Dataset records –
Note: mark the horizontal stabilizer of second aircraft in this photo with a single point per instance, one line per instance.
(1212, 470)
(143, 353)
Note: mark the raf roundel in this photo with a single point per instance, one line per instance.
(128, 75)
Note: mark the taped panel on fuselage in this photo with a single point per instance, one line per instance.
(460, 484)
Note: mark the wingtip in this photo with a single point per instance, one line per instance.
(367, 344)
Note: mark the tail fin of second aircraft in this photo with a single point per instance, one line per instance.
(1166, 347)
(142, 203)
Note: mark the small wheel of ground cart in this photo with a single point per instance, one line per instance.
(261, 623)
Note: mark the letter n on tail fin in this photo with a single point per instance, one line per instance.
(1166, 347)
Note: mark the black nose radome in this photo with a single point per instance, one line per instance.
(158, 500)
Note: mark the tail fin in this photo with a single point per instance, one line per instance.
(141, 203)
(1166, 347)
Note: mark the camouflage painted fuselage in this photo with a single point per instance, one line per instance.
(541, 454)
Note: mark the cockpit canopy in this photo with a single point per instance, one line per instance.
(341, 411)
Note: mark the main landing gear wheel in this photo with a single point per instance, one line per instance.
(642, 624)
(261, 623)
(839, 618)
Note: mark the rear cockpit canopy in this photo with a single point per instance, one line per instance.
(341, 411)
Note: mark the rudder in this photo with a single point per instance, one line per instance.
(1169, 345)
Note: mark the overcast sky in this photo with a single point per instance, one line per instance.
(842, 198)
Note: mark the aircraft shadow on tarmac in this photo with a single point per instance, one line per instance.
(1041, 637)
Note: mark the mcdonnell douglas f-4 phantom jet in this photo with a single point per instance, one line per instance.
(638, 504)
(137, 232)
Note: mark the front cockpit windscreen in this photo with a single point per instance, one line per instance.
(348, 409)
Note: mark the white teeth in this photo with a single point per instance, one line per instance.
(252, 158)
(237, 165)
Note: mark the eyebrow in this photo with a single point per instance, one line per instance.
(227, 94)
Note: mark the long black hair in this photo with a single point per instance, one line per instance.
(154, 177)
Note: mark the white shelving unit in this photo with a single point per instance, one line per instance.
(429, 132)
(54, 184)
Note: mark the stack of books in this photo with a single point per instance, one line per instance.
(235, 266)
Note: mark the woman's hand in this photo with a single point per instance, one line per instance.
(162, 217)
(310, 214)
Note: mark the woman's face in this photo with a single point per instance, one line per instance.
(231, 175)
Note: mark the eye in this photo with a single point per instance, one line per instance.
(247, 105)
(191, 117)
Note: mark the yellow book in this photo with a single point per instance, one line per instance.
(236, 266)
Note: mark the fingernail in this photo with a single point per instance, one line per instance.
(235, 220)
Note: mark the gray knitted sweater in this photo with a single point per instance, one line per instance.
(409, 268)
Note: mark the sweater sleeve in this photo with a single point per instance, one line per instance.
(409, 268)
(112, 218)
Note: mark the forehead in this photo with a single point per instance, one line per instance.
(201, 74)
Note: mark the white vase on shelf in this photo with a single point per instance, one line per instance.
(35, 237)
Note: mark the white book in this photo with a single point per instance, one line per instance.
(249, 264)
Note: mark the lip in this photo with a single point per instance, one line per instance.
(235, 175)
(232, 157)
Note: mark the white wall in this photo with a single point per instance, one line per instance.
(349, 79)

DO THIS – Please reproduce the items from the line with "Note: mark the gray" through the end of the items, swapping "white" for "pale" and keeping everything else the same.

RESULT BELOW –
Note: mark the gray knitted sweater in this photo with a single point per instance, one line per instance.
(409, 268)
Note: mark the sweater sleeve in this photo with a single point per instance, one line per instance.
(409, 268)
(112, 218)
Note: mark the forehead in this photo with a single point per instance, one line per instance.
(201, 74)
Note: mark the pale vase on shelf in this photo with a single point per instance, one line per instance.
(35, 237)
Note: mark the pale book in this photo with a single point per instance, one line per instance.
(249, 264)
Note: mark the lip in this photo with a single point per instance, one line per instance.
(235, 175)
(232, 157)
Note: mark the pale wall in this photo with a single point per instance, one line per instance.
(349, 79)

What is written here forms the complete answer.